_Location labeling records_

· · · · ·

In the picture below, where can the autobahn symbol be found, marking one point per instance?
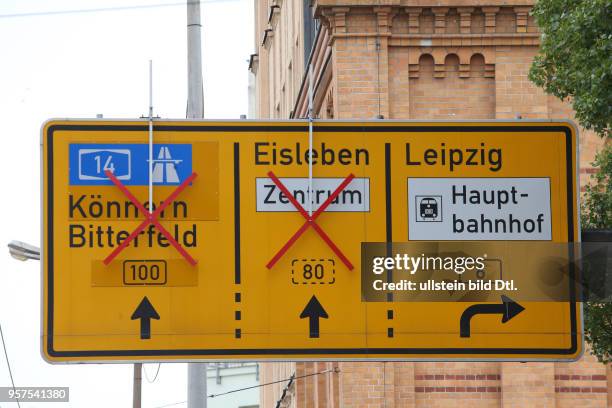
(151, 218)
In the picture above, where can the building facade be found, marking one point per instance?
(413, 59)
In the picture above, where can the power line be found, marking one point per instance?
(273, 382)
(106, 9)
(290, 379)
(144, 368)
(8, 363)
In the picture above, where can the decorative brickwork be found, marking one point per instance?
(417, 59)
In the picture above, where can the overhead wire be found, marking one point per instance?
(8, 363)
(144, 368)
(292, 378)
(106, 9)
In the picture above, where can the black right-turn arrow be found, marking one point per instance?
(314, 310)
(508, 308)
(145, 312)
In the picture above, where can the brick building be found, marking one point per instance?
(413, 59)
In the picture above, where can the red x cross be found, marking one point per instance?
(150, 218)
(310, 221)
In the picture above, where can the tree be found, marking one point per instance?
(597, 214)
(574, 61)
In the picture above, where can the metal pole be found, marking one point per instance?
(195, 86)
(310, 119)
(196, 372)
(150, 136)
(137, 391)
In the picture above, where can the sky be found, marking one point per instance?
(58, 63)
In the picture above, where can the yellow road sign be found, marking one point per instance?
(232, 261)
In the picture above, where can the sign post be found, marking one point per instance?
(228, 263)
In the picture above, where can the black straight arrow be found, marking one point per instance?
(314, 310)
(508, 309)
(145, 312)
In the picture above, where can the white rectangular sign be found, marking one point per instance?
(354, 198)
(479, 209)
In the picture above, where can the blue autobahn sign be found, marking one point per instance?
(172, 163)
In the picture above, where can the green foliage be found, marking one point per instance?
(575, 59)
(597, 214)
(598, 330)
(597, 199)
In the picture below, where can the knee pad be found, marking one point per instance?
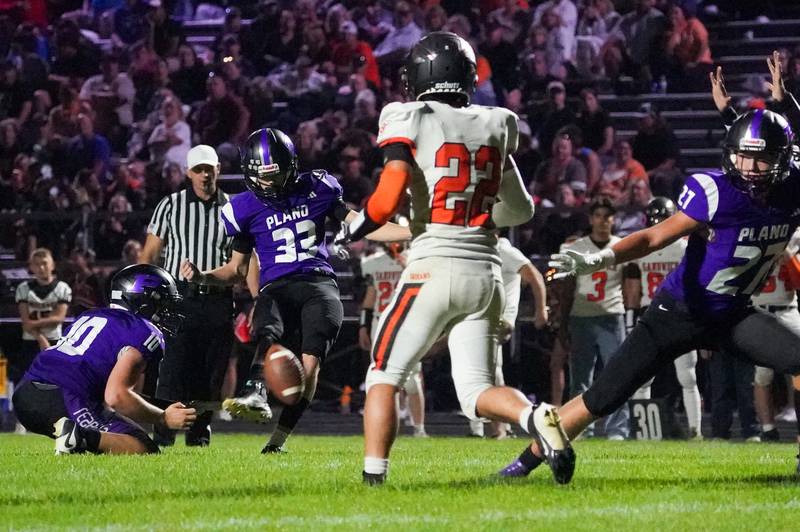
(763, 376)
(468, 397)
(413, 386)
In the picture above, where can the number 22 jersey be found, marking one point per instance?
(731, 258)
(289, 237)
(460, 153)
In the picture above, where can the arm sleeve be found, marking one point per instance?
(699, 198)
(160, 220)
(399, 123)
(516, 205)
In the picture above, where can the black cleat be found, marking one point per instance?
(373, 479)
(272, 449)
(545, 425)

· · · · ·

_To be done_
Can you restate all the records above word for word while dropping the pictures?

_Expected output_
In the picture below, where can the autobahn symbol be found, marking one point per instance?
(151, 218)
In the picture above, where can the building facade be found, marking one point per instance?
(413, 59)
In the picture above, where can the power line be found, marking one point per instance?
(273, 382)
(106, 9)
(290, 379)
(144, 368)
(8, 363)
In the picture above, where can the decorative brickwork be found, marking one point per instance?
(417, 59)
In the picture above, where can the overhead wire be found, marking one point per instance?
(8, 363)
(144, 368)
(292, 378)
(106, 9)
In the picture above, where can the black right-turn arrow be found, marking one point per instance?
(314, 310)
(508, 308)
(145, 312)
In the picture above, where can the brick building be found, marking one point per instance?
(413, 59)
In the picture above, where can the red x cross be found, marking one point per instance?
(150, 218)
(310, 221)
In the picture above, where can the tree be found, marking one point per instance?
(597, 214)
(574, 61)
In the picture above, where can the metal pole be found, marking one point per instance?
(195, 86)
(310, 119)
(196, 372)
(150, 136)
(137, 391)
In the picture above, where can the sky be found, marking one point per instance?
(58, 63)
In the picture above, where can the yellow road sign be found, marking one point per instance?
(232, 261)
In the picture above, where can the sign post be found, marking one point per instance?
(228, 263)
In the picture above, where can the black straight arrow be found, marking one point per instance?
(314, 310)
(508, 309)
(145, 312)
In the picture above, where can the white rectangular sign be found, marking one point per instance?
(354, 198)
(479, 209)
In the picture above, where can the blue autobahn sign be found, marking one point per instance?
(172, 163)
In the picture above, where can the green foliage be found, marking one point per instance?
(575, 59)
(597, 214)
(598, 330)
(597, 199)
In the picture below, where can the knee pad be found, marking one point per instance?
(763, 376)
(468, 397)
(413, 386)
In the picture above, where can the number 22 jersey be found, marking one point per instance?
(731, 258)
(289, 237)
(460, 153)
In the picture above, where can the arm sleeve be found, marking one point per instance?
(699, 198)
(160, 220)
(399, 123)
(516, 205)
In the picture above, where can the black cleat be found, marking one point per instance?
(373, 479)
(272, 449)
(545, 425)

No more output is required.